>> begin
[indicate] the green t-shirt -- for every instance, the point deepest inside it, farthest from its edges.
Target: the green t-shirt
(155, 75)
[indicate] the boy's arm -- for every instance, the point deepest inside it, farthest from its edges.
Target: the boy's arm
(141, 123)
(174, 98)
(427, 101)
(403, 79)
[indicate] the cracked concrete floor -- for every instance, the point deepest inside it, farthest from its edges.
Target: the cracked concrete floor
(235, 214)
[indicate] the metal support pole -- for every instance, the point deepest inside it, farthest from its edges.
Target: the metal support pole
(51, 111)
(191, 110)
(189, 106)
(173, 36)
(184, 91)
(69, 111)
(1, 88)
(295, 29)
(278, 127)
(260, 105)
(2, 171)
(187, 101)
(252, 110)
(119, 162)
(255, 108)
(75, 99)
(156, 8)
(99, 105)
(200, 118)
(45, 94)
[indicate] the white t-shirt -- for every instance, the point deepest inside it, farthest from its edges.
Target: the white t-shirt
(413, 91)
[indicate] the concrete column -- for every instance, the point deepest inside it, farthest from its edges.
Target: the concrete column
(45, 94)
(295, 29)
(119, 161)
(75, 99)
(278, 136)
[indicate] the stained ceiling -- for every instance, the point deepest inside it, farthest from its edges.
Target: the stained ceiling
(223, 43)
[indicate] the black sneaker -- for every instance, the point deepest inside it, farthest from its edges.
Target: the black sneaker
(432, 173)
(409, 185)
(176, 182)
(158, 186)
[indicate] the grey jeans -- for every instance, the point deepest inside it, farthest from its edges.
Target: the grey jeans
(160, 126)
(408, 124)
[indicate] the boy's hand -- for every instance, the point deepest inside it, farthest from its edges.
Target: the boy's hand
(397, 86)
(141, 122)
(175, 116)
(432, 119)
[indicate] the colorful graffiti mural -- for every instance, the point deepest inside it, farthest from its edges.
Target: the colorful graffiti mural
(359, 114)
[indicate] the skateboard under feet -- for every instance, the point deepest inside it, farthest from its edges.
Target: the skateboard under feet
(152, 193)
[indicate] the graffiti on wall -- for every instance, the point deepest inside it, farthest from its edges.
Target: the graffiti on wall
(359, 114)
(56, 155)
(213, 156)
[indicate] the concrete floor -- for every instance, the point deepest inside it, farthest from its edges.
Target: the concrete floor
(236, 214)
>> end
— SHORT TASK —
Could you copy the whole listing above word for word, line by line, without changing anything?

— SOLUTION TO THIS TASK —
[indicate] the green t-shirt -- for every instance, the point deepest inside it, farthest from its edges.
Target: the green t-shirt
(155, 75)
[indicate] the boy's arm -- for every instance, the point deepest inside it, farthest from its edges.
Target: the boy's arm
(141, 123)
(174, 98)
(427, 101)
(403, 79)
[indicate] the cracked concrete floor -- for every instance, the point deepest inside it, farthest from its edges.
Target: the cracked concrete floor
(235, 214)
[indicate] the metal support pole -- for every instance, the point deepest inside it, farthest from its edges.
Target: the metal support pole
(51, 111)
(191, 110)
(189, 106)
(173, 36)
(184, 91)
(69, 111)
(1, 88)
(295, 29)
(278, 127)
(260, 105)
(2, 171)
(187, 101)
(252, 110)
(119, 162)
(255, 108)
(75, 99)
(156, 8)
(99, 105)
(200, 118)
(45, 94)
[indicate] the white t-shirt -- for every instance, the point deepest inside it, farthest from its edges.
Target: the white t-shirt
(413, 91)
[indicate] the concrete column -- for every instance, the point deepest inside it, farthest from its edges.
Target: the concrete column
(45, 94)
(295, 29)
(119, 161)
(75, 99)
(278, 136)
[indicate] the stained ceiling -- for every instance, the point deepest inside it, farthest from its edges.
Target: the stained ceiling
(223, 43)
[indicate] the black sneaker -- for every instance, the point deepest inside it, farthest from its edges.
Target: the black sneaker
(432, 173)
(409, 185)
(176, 182)
(158, 186)
[indicate] the grey jeans -- for every instance, the point deepest inside it, farthest from its edges.
Target: the grey jeans
(160, 126)
(408, 124)
[indicate] the boy's hand -- for every instance, the point deepest inside it, farthest from its edges.
Target: the boy's hand
(397, 86)
(141, 122)
(175, 116)
(432, 119)
[indicate] the colorful graffiti mural -- for every instance, the point deepest inside it, farthest from its edges.
Target: the colorful graffiti mural
(359, 114)
[indicate] the skateboard under feet -- for every instance, the point deepest inside it, farthest from its edges.
Target: the skateboard under feet
(152, 193)
[indicate] the graffiti on wall -- for every instance, the point deepest inside it, farthest from its edges.
Target: the graffiti on wall
(359, 114)
(56, 155)
(213, 156)
[indicate] the concrete floor -- for every instance, the point deepest inside it, farthest from its edges.
Target: the concrete floor
(236, 214)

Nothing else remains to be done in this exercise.